• EXERCISE BRIEF: Which lines in the records below mention the word "window"? Copy each one out.

• DATA TO USE:
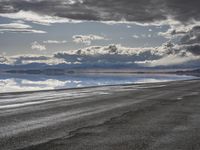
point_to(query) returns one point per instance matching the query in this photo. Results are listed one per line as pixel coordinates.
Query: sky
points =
(105, 34)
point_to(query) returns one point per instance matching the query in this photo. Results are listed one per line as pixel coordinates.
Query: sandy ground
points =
(159, 116)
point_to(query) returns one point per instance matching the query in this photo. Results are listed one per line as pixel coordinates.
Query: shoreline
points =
(142, 116)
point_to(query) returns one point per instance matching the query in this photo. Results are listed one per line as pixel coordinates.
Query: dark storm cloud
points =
(109, 10)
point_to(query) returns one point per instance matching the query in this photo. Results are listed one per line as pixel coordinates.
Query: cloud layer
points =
(113, 56)
(87, 39)
(16, 27)
(107, 10)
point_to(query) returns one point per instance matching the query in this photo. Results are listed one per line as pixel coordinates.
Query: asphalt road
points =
(156, 116)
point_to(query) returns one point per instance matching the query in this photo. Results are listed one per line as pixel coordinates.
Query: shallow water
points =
(23, 82)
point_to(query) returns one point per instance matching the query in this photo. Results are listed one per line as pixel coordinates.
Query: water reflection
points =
(22, 82)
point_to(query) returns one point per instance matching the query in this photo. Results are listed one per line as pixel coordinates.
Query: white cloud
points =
(87, 39)
(169, 60)
(135, 36)
(17, 27)
(54, 42)
(113, 56)
(36, 18)
(35, 45)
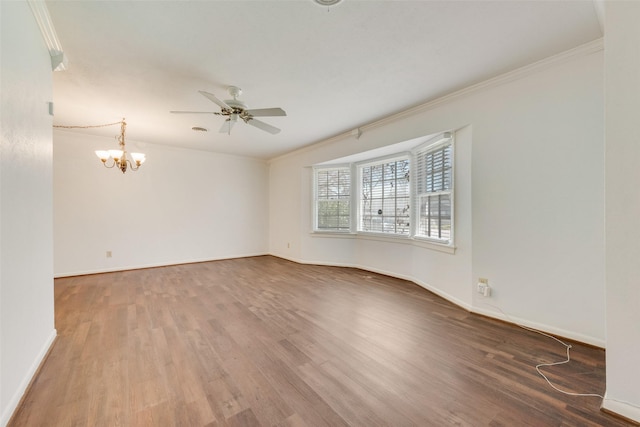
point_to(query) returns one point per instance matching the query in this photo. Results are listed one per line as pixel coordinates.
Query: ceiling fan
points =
(234, 109)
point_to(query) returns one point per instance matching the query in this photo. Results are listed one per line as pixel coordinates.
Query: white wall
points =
(622, 106)
(26, 236)
(529, 197)
(181, 206)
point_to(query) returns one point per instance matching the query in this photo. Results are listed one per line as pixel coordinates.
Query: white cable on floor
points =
(568, 359)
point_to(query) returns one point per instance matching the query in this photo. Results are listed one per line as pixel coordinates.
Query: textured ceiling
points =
(331, 69)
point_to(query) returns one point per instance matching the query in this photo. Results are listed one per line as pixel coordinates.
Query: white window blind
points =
(333, 195)
(434, 191)
(385, 197)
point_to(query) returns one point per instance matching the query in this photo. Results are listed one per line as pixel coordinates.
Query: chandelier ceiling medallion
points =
(118, 157)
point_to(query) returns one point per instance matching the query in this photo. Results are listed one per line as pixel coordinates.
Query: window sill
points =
(405, 240)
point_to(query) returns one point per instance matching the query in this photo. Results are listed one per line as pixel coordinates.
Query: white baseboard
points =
(13, 403)
(152, 265)
(624, 409)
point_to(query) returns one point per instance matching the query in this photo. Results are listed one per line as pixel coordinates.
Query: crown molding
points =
(568, 55)
(43, 19)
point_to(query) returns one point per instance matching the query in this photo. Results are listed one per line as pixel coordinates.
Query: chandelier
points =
(119, 157)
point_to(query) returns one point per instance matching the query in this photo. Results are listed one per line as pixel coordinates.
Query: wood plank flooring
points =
(266, 342)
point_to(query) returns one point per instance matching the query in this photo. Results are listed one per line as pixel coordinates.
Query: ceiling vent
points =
(327, 2)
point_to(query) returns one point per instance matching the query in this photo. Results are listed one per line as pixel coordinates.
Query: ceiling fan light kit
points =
(327, 2)
(233, 109)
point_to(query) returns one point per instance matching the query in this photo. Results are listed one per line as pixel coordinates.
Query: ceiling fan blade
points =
(262, 125)
(227, 126)
(213, 98)
(266, 112)
(192, 112)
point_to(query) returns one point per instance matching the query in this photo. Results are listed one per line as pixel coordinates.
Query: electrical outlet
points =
(483, 289)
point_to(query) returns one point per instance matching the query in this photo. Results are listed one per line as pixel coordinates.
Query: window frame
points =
(395, 157)
(432, 145)
(316, 200)
(354, 167)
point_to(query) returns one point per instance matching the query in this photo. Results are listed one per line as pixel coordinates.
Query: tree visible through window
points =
(333, 194)
(434, 192)
(384, 199)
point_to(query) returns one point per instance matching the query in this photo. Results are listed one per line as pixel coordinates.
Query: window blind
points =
(434, 189)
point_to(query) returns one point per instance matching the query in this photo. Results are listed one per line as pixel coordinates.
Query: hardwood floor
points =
(266, 342)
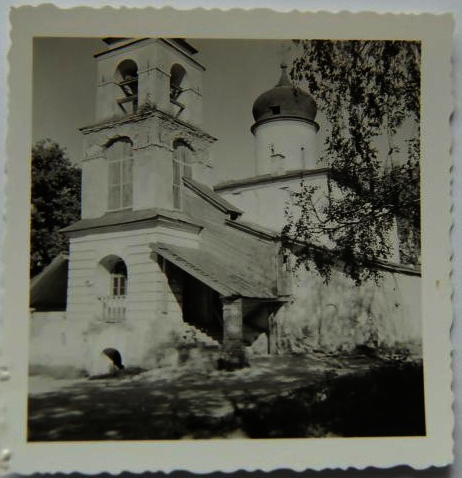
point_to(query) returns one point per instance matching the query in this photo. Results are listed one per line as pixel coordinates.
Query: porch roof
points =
(227, 275)
(126, 217)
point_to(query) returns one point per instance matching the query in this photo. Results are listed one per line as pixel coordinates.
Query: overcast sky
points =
(237, 72)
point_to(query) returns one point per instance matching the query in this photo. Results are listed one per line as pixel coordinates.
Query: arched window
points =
(177, 76)
(120, 167)
(119, 279)
(127, 79)
(181, 168)
(112, 288)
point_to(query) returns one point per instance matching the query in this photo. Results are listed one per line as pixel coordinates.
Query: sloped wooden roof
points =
(229, 274)
(48, 290)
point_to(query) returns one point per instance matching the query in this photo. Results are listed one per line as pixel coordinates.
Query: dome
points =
(284, 100)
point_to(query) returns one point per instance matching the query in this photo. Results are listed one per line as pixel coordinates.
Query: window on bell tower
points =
(120, 174)
(177, 76)
(127, 80)
(181, 169)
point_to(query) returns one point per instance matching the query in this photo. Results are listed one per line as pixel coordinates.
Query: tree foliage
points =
(55, 202)
(369, 93)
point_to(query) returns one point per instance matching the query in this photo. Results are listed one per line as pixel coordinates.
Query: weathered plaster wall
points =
(152, 140)
(340, 316)
(285, 145)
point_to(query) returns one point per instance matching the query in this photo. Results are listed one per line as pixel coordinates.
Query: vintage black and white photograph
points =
(225, 239)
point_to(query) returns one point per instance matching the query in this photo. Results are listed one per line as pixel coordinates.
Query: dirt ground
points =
(182, 402)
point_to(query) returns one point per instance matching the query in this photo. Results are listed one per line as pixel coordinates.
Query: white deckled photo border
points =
(435, 449)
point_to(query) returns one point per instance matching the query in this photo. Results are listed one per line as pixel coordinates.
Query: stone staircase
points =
(211, 337)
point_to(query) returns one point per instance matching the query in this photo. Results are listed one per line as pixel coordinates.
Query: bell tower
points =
(147, 133)
(134, 74)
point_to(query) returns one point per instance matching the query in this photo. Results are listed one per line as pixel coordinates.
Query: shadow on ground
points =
(278, 397)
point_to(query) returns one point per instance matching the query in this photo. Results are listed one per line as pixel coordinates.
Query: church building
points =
(165, 262)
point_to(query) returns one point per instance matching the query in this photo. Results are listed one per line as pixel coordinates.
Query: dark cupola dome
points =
(284, 100)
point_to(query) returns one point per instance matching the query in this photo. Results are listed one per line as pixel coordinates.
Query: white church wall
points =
(265, 203)
(153, 325)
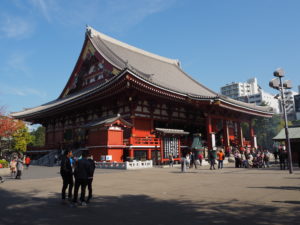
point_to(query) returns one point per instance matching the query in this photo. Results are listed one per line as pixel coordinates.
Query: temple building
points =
(126, 103)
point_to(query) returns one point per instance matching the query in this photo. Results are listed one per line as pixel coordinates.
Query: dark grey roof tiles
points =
(160, 70)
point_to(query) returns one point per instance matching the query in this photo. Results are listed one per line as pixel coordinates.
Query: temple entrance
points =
(171, 147)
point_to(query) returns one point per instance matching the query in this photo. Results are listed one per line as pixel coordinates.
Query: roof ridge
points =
(92, 32)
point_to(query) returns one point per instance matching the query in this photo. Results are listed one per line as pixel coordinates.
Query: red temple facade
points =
(124, 102)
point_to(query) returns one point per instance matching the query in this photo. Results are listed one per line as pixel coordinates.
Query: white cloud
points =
(15, 27)
(22, 91)
(114, 15)
(46, 8)
(16, 63)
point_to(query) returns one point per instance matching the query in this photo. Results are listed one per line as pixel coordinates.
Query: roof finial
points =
(89, 31)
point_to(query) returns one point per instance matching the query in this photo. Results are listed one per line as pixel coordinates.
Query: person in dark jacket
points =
(82, 173)
(66, 174)
(212, 157)
(90, 179)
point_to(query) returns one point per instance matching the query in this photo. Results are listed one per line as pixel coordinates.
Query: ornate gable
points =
(91, 69)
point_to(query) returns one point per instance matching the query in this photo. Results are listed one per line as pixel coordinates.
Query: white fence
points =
(125, 165)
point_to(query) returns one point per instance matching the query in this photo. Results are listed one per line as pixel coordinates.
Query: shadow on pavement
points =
(290, 188)
(17, 208)
(288, 202)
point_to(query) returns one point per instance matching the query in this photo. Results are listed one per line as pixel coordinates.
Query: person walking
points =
(82, 173)
(221, 157)
(13, 167)
(67, 175)
(27, 161)
(20, 167)
(90, 178)
(212, 158)
(282, 159)
(171, 160)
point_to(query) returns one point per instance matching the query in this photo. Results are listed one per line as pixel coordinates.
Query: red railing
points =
(151, 141)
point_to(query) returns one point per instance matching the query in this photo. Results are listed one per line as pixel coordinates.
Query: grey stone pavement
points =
(161, 196)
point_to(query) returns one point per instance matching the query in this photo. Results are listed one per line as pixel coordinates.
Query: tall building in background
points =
(250, 92)
(236, 90)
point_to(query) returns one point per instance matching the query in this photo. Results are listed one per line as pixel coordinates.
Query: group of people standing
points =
(252, 158)
(83, 171)
(17, 165)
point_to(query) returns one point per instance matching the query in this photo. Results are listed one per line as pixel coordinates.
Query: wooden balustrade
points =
(151, 141)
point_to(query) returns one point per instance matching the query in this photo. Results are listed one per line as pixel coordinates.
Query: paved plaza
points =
(160, 196)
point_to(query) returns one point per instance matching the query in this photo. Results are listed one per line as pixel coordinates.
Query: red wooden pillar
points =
(225, 135)
(161, 149)
(131, 154)
(240, 134)
(179, 147)
(252, 135)
(149, 154)
(209, 131)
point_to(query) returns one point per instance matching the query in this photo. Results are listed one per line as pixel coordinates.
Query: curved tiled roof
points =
(159, 71)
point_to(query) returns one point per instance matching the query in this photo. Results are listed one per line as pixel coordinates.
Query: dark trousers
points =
(19, 174)
(282, 164)
(90, 189)
(212, 163)
(220, 164)
(83, 183)
(67, 181)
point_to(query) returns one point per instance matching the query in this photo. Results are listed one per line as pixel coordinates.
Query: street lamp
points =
(277, 83)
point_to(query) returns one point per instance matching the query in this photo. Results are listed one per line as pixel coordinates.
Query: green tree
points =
(21, 138)
(38, 136)
(267, 128)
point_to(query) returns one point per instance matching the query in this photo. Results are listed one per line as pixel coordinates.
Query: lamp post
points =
(277, 83)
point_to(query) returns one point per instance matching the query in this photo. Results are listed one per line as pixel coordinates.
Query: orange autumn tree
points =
(14, 132)
(8, 126)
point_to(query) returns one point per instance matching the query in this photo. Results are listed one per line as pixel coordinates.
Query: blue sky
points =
(217, 41)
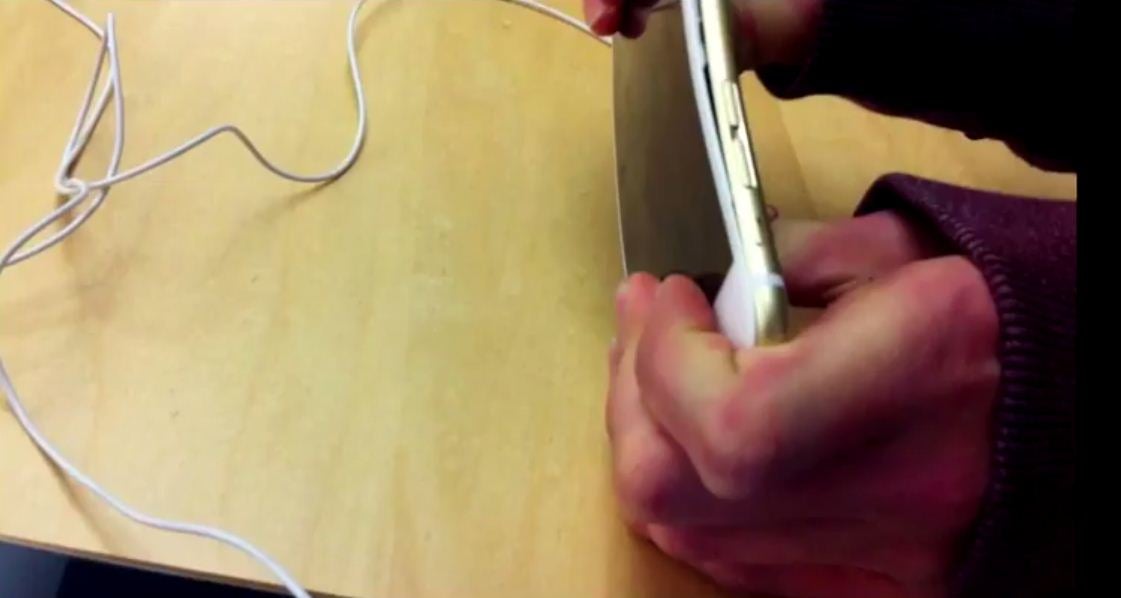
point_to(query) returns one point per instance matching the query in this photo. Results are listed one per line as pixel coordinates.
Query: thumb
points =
(823, 260)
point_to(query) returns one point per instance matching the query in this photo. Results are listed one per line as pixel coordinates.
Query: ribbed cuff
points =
(1021, 545)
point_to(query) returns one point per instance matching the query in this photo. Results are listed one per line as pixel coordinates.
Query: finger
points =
(750, 420)
(632, 23)
(776, 31)
(688, 374)
(804, 581)
(603, 16)
(840, 543)
(821, 261)
(633, 301)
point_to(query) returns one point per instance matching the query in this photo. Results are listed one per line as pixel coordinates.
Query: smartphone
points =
(689, 194)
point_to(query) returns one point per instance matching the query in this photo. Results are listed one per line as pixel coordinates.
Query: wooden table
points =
(392, 384)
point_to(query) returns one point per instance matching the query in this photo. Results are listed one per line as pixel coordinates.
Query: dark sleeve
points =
(1022, 541)
(991, 69)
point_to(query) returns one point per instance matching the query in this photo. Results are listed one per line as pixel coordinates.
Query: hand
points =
(779, 31)
(848, 462)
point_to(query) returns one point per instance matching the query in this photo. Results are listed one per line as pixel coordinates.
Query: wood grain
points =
(394, 384)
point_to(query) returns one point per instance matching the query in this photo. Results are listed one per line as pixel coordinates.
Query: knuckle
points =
(642, 480)
(738, 447)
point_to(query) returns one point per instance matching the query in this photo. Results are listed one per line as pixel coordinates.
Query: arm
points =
(991, 69)
(1022, 542)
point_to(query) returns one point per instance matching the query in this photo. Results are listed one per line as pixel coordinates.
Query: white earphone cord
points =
(79, 191)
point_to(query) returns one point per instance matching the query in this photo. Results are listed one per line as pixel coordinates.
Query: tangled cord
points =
(79, 192)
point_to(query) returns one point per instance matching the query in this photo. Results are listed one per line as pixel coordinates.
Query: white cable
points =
(79, 192)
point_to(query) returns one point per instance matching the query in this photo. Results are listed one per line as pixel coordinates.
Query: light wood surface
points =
(392, 384)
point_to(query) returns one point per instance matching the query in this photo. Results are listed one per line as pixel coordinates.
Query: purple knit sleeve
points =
(991, 69)
(1022, 542)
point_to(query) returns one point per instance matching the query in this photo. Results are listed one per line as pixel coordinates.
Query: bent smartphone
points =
(689, 195)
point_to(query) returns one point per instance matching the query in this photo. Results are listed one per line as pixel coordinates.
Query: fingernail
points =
(603, 19)
(621, 295)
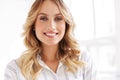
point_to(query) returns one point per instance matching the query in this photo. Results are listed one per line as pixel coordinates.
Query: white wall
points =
(12, 16)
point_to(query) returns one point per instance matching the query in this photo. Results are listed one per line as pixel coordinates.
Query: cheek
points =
(62, 28)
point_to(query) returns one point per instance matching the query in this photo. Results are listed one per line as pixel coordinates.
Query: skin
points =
(50, 29)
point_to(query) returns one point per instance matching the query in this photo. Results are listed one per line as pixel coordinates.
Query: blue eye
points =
(58, 19)
(43, 18)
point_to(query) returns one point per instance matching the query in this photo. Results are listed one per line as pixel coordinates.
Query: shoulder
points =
(12, 71)
(89, 67)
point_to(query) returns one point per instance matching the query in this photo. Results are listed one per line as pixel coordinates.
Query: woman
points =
(52, 51)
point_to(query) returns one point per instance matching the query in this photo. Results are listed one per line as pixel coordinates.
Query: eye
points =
(43, 18)
(58, 18)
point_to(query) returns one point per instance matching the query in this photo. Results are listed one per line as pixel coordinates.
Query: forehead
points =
(49, 6)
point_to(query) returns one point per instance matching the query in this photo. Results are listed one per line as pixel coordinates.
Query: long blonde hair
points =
(68, 47)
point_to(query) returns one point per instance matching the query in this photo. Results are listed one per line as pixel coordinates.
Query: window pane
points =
(104, 18)
(83, 14)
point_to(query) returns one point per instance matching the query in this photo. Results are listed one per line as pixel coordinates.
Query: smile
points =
(51, 35)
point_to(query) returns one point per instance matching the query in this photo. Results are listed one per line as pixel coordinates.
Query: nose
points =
(52, 25)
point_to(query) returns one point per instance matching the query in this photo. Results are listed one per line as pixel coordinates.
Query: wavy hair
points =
(68, 46)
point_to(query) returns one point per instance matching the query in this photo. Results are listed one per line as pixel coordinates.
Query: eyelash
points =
(56, 19)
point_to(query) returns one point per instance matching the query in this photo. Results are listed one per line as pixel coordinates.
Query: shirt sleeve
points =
(89, 72)
(10, 71)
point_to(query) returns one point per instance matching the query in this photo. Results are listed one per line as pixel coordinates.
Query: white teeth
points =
(49, 34)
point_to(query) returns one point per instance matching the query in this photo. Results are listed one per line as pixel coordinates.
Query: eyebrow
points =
(47, 14)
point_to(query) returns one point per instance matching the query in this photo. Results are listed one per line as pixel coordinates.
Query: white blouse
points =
(13, 72)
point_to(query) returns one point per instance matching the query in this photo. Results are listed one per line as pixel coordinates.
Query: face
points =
(50, 24)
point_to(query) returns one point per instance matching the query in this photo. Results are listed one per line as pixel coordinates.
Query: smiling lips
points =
(51, 34)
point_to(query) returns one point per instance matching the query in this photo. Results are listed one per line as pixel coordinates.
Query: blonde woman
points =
(52, 51)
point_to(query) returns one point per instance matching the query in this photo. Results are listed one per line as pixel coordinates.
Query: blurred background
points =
(97, 29)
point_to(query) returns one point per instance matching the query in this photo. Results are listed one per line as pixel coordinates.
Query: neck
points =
(49, 53)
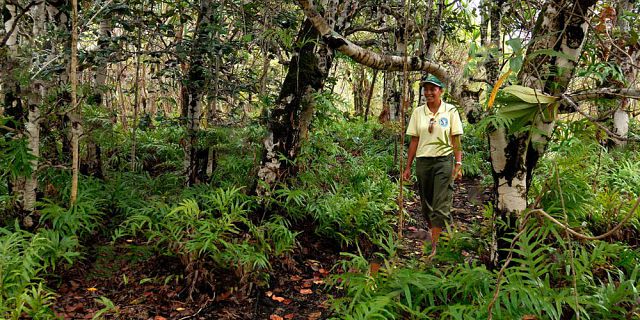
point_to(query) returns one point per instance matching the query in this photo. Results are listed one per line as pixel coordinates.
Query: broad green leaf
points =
(529, 95)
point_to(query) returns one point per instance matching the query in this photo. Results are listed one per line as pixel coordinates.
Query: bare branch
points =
(605, 93)
(366, 57)
(595, 121)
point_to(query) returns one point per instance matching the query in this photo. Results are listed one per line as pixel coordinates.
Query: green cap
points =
(431, 79)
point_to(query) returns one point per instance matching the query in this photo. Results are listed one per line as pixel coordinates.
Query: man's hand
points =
(457, 172)
(406, 175)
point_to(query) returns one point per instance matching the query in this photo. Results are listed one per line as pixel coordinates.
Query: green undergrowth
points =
(538, 282)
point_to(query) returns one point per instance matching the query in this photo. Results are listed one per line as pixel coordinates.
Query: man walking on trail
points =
(435, 130)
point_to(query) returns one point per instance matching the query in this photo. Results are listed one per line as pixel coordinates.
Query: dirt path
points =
(129, 281)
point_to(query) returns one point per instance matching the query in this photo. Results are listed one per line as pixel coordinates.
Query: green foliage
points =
(24, 256)
(343, 182)
(213, 227)
(537, 282)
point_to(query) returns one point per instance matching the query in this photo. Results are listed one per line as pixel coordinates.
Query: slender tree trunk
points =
(76, 128)
(93, 161)
(290, 117)
(196, 158)
(626, 60)
(136, 99)
(561, 27)
(370, 95)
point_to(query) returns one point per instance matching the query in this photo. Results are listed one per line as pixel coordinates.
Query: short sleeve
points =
(412, 128)
(456, 123)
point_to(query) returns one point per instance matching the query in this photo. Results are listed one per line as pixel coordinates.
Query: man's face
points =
(432, 92)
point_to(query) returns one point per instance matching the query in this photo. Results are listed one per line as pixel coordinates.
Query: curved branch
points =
(595, 121)
(605, 93)
(367, 57)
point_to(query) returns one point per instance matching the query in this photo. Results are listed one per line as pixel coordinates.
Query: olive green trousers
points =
(435, 186)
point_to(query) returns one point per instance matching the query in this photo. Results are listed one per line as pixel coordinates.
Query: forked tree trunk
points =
(289, 119)
(561, 27)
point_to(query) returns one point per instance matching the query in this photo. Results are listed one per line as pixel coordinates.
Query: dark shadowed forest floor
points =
(139, 284)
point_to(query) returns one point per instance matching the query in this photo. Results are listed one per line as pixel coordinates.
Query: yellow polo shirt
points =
(447, 123)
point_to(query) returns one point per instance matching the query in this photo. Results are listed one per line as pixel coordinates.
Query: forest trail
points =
(138, 284)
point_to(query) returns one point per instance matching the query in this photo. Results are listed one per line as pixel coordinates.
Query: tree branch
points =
(15, 24)
(605, 93)
(367, 57)
(594, 121)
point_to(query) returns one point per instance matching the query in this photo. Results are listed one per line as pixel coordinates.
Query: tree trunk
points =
(196, 158)
(76, 128)
(561, 27)
(92, 164)
(289, 119)
(369, 95)
(625, 59)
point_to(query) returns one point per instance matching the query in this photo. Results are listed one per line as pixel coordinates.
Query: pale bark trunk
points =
(75, 113)
(196, 159)
(136, 100)
(562, 27)
(10, 27)
(290, 117)
(626, 59)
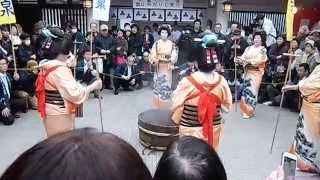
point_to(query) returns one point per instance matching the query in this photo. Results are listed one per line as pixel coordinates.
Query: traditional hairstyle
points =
(164, 28)
(305, 66)
(32, 63)
(56, 42)
(197, 20)
(190, 158)
(24, 36)
(135, 25)
(147, 27)
(81, 154)
(204, 58)
(209, 23)
(263, 36)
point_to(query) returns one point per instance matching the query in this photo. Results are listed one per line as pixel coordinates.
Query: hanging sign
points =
(158, 4)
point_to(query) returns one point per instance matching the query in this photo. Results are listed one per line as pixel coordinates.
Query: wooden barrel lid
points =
(157, 120)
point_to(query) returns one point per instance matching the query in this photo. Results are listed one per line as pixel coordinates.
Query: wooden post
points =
(13, 53)
(282, 96)
(98, 77)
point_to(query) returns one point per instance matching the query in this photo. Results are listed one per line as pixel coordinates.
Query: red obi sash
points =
(41, 91)
(207, 107)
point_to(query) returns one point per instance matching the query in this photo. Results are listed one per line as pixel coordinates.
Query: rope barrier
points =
(148, 72)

• RESULT BELOW:
Query: white window blind
Query: window sill
Query: window frame
Query: tree visible through window
Query: window blind
Query: arched window
Query: window on bell tower
Query: window pane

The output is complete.